# Problem statement
Rewrite the lines from the one containing "I would appreciate your help locating the red maple" through the one containing "(1037, 251)", swapping "red maple" for "sugar maple" and keeping everything else identical.

# Records provided

************

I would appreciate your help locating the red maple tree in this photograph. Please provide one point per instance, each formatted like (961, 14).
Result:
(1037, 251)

************

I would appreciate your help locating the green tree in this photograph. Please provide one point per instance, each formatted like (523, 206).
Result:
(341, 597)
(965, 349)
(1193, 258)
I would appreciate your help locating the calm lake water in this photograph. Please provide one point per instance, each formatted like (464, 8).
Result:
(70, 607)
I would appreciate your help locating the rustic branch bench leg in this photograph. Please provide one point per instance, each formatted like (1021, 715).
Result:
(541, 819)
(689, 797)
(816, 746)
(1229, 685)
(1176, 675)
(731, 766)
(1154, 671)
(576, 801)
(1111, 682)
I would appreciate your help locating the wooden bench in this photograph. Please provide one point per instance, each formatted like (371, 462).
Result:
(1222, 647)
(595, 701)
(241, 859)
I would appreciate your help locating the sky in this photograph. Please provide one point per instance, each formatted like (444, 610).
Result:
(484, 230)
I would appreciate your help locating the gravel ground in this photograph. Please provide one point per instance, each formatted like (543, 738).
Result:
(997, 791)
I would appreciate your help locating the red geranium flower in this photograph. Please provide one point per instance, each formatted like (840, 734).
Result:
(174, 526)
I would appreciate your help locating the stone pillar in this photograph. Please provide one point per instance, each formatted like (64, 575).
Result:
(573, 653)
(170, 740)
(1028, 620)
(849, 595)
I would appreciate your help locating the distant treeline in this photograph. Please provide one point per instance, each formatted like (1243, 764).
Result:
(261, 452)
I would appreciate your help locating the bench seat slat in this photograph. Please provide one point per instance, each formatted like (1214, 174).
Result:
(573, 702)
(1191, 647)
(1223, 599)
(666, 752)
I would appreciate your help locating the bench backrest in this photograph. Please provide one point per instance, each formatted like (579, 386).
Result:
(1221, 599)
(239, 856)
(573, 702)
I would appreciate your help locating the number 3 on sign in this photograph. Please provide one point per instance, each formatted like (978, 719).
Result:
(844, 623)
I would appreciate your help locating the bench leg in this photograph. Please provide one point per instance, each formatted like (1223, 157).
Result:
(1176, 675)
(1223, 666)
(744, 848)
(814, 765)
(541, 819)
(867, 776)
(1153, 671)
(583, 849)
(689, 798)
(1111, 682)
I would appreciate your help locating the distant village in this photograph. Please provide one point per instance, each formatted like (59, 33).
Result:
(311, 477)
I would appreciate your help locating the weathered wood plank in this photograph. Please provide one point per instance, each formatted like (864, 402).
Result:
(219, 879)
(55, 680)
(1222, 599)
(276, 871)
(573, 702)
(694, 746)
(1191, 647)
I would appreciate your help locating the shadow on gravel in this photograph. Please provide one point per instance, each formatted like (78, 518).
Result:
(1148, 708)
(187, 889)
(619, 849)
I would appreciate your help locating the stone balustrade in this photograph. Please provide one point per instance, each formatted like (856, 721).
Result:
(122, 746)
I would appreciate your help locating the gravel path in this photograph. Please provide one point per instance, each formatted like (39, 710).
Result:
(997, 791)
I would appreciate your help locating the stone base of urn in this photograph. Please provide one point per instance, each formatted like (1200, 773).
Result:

************

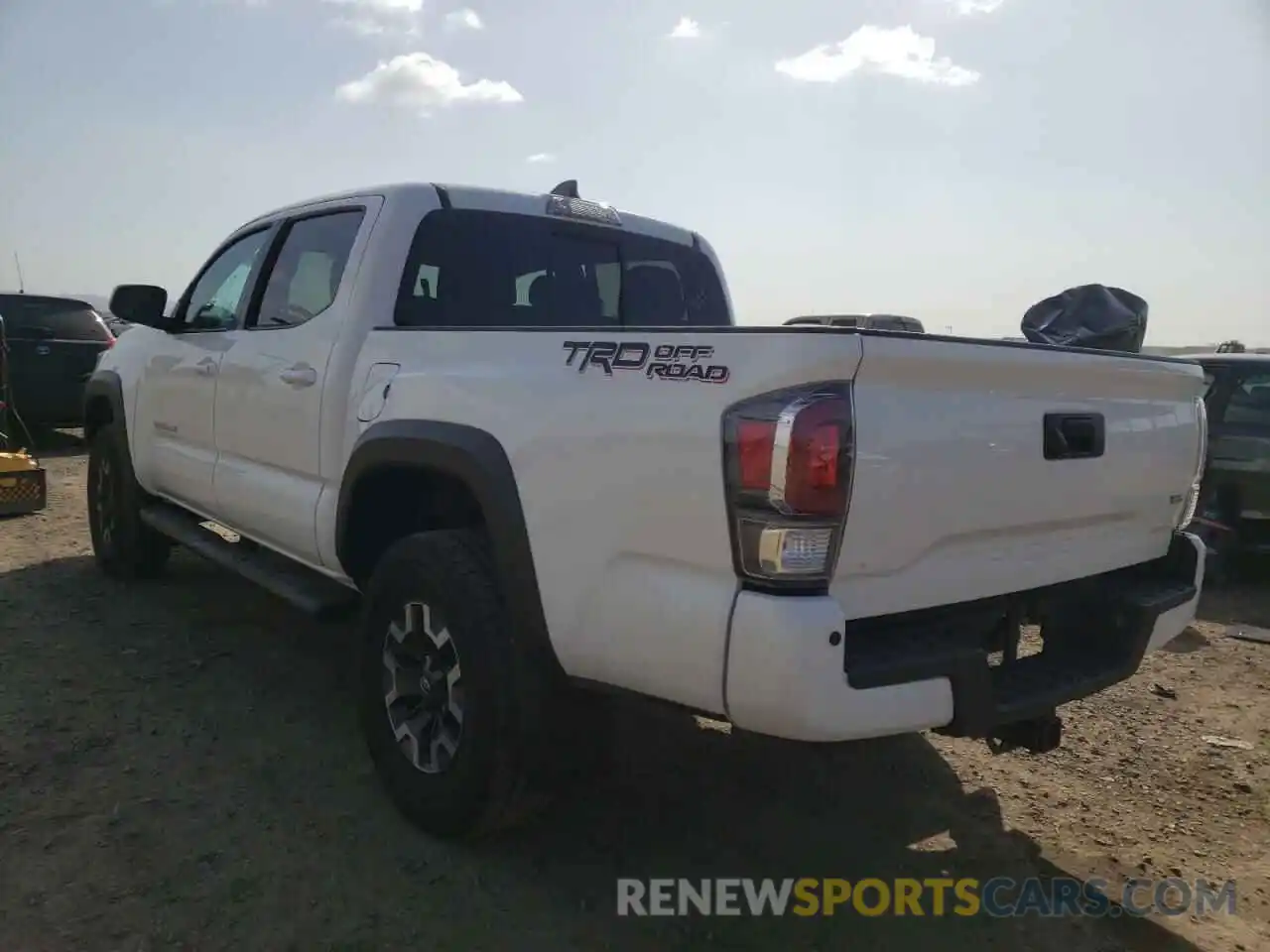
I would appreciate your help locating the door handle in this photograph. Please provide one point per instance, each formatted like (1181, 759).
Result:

************

# Completed task
I would appreciate your help locating the sugar maple tree in this photograph. Please provide one point per instance, each formatted like (961, 14).
Result:
(1037, 251)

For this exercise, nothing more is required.